Exercise:
In your copy, leave out the pictures and repeat the entries below exactly.
--------------------------------
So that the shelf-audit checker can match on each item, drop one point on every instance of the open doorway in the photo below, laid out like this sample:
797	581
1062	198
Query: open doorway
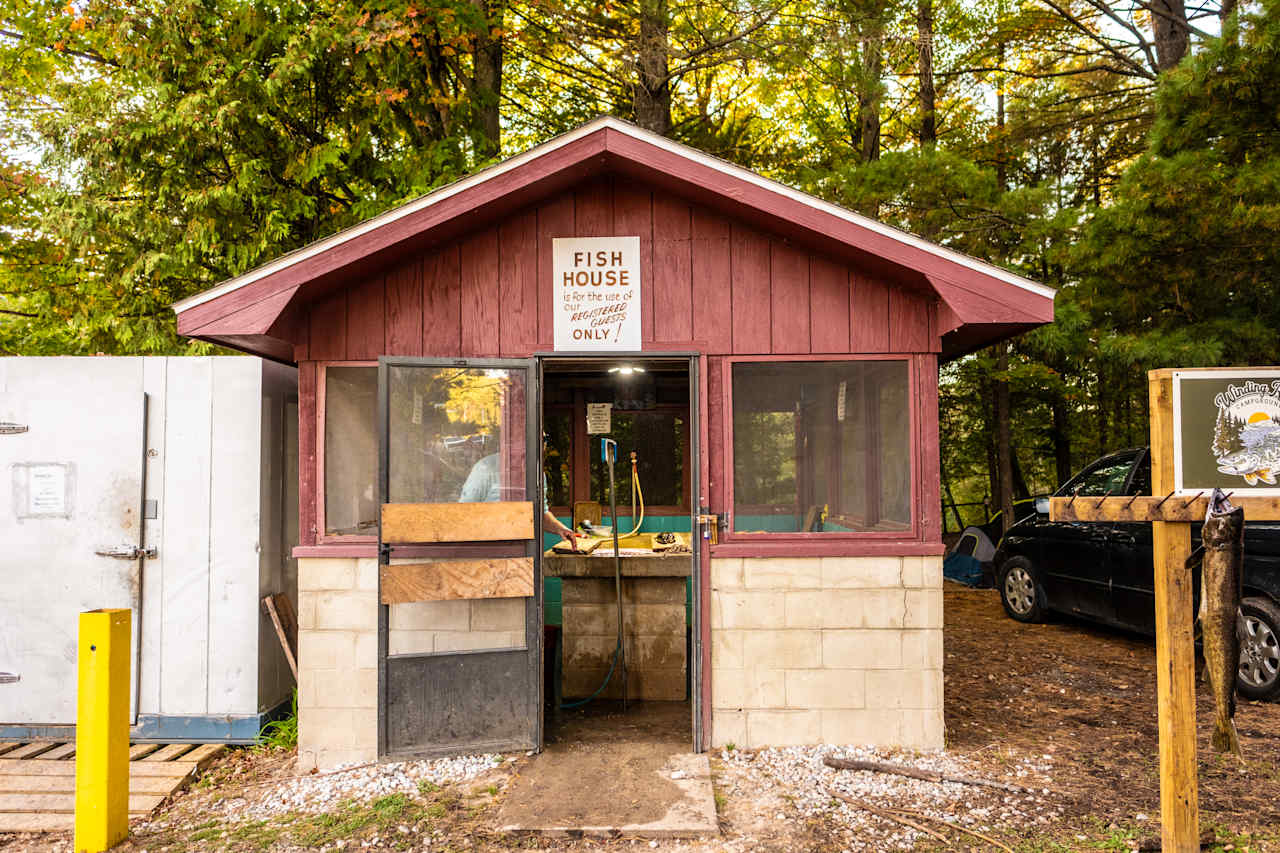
648	407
--------------------------------
Result:
So that the shelf-audit checker can match on each item, drop one point on every instance of the open doorway in the photo below, laid out like this sample:
797	581
1062	198
Query: open doorway
648	407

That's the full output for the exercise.